* **EXERCISE GOAL**
All entries are to be given again verbatim.

* **EXERCISE INPUT**
[Start of section]

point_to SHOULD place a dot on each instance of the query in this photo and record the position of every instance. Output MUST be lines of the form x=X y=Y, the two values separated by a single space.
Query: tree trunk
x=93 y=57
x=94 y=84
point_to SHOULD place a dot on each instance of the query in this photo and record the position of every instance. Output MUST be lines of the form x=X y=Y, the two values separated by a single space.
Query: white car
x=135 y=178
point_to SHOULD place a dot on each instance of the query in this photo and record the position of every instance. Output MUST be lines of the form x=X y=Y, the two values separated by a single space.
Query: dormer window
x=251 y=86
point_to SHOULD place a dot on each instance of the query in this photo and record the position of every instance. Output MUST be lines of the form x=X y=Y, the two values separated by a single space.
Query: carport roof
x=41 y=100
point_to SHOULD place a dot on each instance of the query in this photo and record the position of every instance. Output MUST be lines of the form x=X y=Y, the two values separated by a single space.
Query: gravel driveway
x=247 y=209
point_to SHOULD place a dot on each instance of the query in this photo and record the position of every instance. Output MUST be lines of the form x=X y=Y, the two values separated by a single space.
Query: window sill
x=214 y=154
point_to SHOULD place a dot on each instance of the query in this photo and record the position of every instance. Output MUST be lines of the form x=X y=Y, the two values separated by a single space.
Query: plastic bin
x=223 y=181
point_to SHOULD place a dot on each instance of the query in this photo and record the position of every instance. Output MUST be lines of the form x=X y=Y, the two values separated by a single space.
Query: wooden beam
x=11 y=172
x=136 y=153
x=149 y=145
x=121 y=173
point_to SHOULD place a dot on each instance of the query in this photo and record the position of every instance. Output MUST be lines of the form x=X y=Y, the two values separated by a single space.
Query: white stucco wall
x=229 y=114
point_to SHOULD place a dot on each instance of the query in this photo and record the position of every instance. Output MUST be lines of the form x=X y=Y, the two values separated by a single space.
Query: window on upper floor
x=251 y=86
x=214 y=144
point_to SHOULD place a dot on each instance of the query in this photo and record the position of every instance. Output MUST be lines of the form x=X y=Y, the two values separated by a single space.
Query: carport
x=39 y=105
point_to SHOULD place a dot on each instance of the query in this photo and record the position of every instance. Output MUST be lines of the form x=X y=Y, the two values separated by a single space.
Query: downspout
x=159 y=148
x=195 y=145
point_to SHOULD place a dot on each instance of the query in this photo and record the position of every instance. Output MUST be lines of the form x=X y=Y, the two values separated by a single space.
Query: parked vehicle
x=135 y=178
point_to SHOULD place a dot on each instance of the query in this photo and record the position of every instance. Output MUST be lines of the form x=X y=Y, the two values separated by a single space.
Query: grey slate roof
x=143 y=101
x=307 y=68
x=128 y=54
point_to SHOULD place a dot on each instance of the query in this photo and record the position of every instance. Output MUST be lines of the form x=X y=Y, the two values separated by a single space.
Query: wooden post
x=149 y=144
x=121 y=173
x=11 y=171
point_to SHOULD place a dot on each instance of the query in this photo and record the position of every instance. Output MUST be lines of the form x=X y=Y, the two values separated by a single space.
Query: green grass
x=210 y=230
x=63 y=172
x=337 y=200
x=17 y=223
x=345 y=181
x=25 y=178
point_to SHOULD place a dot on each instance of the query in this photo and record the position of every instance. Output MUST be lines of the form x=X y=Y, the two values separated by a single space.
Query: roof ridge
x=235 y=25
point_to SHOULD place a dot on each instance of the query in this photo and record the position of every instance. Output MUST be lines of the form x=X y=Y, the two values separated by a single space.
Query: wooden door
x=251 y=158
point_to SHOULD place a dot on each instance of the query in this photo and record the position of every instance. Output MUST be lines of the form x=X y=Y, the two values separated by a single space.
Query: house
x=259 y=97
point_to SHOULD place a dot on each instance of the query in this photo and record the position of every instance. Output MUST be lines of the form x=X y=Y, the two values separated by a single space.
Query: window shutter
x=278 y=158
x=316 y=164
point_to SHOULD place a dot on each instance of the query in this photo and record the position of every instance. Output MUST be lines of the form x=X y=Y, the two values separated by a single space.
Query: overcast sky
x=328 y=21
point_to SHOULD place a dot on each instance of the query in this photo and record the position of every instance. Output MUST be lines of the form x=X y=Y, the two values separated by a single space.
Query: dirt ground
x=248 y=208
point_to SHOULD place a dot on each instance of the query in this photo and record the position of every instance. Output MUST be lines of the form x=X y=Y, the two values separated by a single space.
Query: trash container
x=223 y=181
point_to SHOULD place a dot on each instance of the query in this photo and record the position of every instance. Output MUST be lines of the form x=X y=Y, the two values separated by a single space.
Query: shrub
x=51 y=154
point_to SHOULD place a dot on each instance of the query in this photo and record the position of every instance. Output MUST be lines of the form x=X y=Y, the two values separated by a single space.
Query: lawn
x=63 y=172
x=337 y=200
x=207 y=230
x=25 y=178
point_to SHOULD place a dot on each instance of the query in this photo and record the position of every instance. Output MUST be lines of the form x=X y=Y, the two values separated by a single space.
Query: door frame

[End of section]

* **ANSWER SECTION**
point_to SHOULD place a dot on each instance of the query in this photo and record the position of every instance. Output MUST be lines of the form x=X y=Y, the two values separated by a single space.
Query: tree trunk
x=93 y=57
x=94 y=84
point_to SHOULD place a dot on each instance of the query in this photo and record the position of every instance. Output MUST be lines of the form x=X y=Y, the two values separated by a single space.
Query: white car
x=135 y=178
point_to SHOULD place a dot on each instance of the query in this photo and record the position of every instance. Output MUST be lines of the form x=X y=Y, the two values separated by a single space.
Query: dormer window
x=251 y=86
point_to SHOULD place a dot on each instance of the query in this photo and record the position of every instance. Output MUST be lines of the form x=X y=Y, the two values separated by a single space.
Query: carport roof
x=41 y=100
point_to SHOULD place a dot on each instance of the query in this photo and record the position of every instance. Output MUST be lines of the form x=X y=Y, the two values separated by a single space.
Query: gravel driveway
x=247 y=209
point_to SHOULD place a dot on each instance of the query in this photo and record the position of every instance. Output MUST be lines of the form x=X y=Y, the two values separated by a single space.
Query: window sill
x=214 y=154
point_to SHOULD place a dot on each instance of the query in this photo and record the position of every instance. Output MUST be lines of the form x=X y=Y, the two values separated by a single space.
Query: plastic bin
x=223 y=181
point_to SHOULD place a dot on each instance of the query in this photo and record the position of every instance. Output MUST be lines of the form x=X y=Y, the two values separated by a single space.
Query: wooden beam
x=11 y=172
x=136 y=153
x=149 y=145
x=121 y=173
point_to SHOULD place a dot on each instance of the query in this photo and record the position of every instance. Output MUST be lines of the form x=X y=Y, the two values separated by a single space.
Query: white stucco wall
x=229 y=114
point_to SHOULD place a dot on each instance of the query in this photo and record the position of every instance. Output MUST be lines of the form x=X y=Y, the two values separated by a single space.
Query: window on upper floor
x=251 y=86
x=214 y=144
point_to SHOULD place a dot on each instance of the query in this photo and record the position of every instance. Output MUST be lines of the form x=X y=Y, the two values separated by a single space.
Query: carport
x=39 y=105
point_to SHOULD place a dot on each instance of the query in this photo and record the position of every instance. Output MUST be lines of the form x=X y=Y, the two values separated by a single space.
Query: downspout
x=159 y=148
x=195 y=145
point_to SHOULD place a dot on each instance of the query in this photo and record the position of every instance. Output MUST be lines of the form x=X y=Y, the two values separated by a single space.
Query: parked vehicle
x=135 y=178
point_to SHOULD place a dot on each instance of the query in this photo and record the position of every instance. Output MUST be lines of the form x=X y=Y, the two values separated by a single space.
Query: grey slate roof
x=143 y=101
x=307 y=68
x=128 y=54
point_to SHOULD place a dot on each instance of the query in this photo and record the position of every instance. Output MUST be lines of the form x=X y=Y, the two values separated by a single space.
Query: wooden post
x=149 y=144
x=121 y=173
x=11 y=171
point_to SHOULD place a dot on each instance of the query in this photo and record the position of every instance. Output MUST be lines of the form x=X y=Y, the two values separated by a single space.
Query: green grass
x=210 y=230
x=63 y=172
x=337 y=200
x=17 y=223
x=345 y=181
x=25 y=178
point_to SHOULD place a dot on each instance of the query in this photo and record the position of every instance. Output MUST be lines of the form x=X y=Y, the two values separated by a single space.
Query: roof ridge
x=235 y=25
point_to SHOULD place a dot on each instance of the query in this photo and record the position of every instance. Output MUST be lines of the form x=X y=Y, the two values separated by a single space.
Query: wooden door
x=251 y=158
point_to SHOULD place a dot on each instance of the query in this photo and record the position of every instance. Output MUST be lines of the form x=X y=Y, the two values separated by a single space.
Query: house
x=259 y=97
point_to SHOULD place a dot on each instance of the query in this photo and record the position of every instance. Output MUST be lines of the form x=X y=Y, the two values separated by a single space.
Query: window shutter
x=278 y=158
x=316 y=164
point_to SHOULD place a dot on each instance of the query in this photo and record the position of every instance. Output MUST be lines of the form x=X y=Y, the two values separated by a single space.
Query: overcast sky
x=328 y=21
point_to SHOULD place a dot on each instance of the query in this photo and record the position of every instance. Output MUST be lines of the form x=X y=Y, the two values separated by a single space.
Query: dirt ground
x=248 y=208
point_to SHOULD place a dot on each instance of the query in this photo and record the position of every instance. Output MUST be lines of the form x=X y=Y, the two values separated by a single space.
Query: trash container
x=223 y=181
point_to SHOULD place a dot on each instance of the query in this photo and record the position of every instance. Output MUST be lines of the form x=X y=Y, the two values separated by a single space.
Query: shrub
x=51 y=154
point_to SHOULD place a dot on each instance of the query in this photo and record the position of every instance. Output MUST be lines of the form x=X y=Y, the two values separated by a single space.
Query: lawn
x=63 y=172
x=337 y=200
x=207 y=230
x=25 y=178
point_to SHOULD place a dot on each instance of the query in this photo and record the position of every instance. Output MUST be lines of the form x=X y=Y, the two values separated by a single space.
Query: door frame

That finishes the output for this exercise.